Wonder's acquisition of Grubhub brought 250 million deliveries per year of delivery infrastructure directly under its roof, while the purchase of Blue Apron added a meal kit business that expands Wonder's reach into the home cooking category. Most recently, Wonder acquired New York City-based Blue Ribbon Fried Chicken for $6.5 million in February — a move that illustrates Lore's broader brand acquisition playbook.
"When you buy a brand — and you can buy a brand that has 10 locations, or even 50 locations — and then overnight put it in 1,000, there's just an incredible arbitrage there," Lore explained. The logic is compelling: established restaurant brands carry consumer trust and brand equity that typically takes years and millions of dollars to build. Wonder can acquire that equity at a fraction of the cost and then distribute it instantly across its expanding network of programmable kitchens.
What Wonder's Vision Means for the Future of the Restaurant Industry:
Marc Lore's Wonder represents one of the most ambitious attempts yet to apply Silicon Valley's scale-first logic to an industry that has historically resisted it. By combining AI-generated brand creation, robotic kitchens, aggressive acquisitions, and a proprietary delivery network, Wonder is building infrastructure that could make the traditional model of restaurant ownership look unnecessarily expensive and slow.

- [TASKS]
a) According to the passage about Wonder, how much did Wonder pay for Blue Ribbon Fried Chicken?
b) Pick up the passage about Wonder's restaurant strategy after its last sentence and keep writing.

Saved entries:
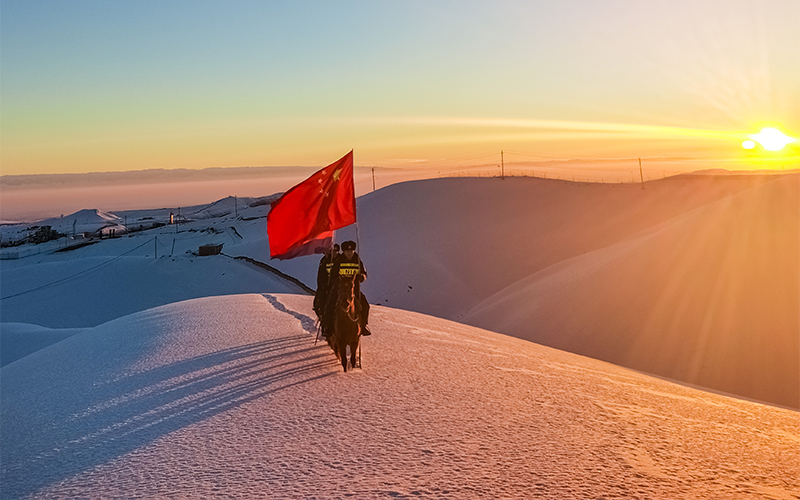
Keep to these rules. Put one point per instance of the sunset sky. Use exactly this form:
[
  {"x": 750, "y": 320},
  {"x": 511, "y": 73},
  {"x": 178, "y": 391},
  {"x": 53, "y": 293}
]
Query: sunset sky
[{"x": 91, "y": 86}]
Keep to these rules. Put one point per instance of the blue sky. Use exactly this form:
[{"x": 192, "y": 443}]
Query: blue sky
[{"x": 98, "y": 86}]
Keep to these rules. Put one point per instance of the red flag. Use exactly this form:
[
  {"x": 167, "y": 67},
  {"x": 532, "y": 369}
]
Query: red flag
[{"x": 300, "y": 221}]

- [ANSWER LIST]
a) $6.5 million.

b)
The implications for food entrepreneurs, content creators, and established restaurant brands are profound. If Wonder's programmable kitchen network reaches 400 locations and its AI platform delivers on its promise, the barrier to launching a national food brand could drop from millions of dollars and years of effort to a single well-crafted prompt and sixty seconds of computation time.
The question, as always with moonshot ventures, is execution. Ghost kitchens promised democratization and delivered inconsistency. Robotics in restaurants has been predicted for a decade and remains largely in pilot phase.
But Lore has built and sold billion-dollar companies before by seeing distribution opportunities that others missed. If anyone can make programmable, AI-powered restaurants work at scale, the smart money says it's him.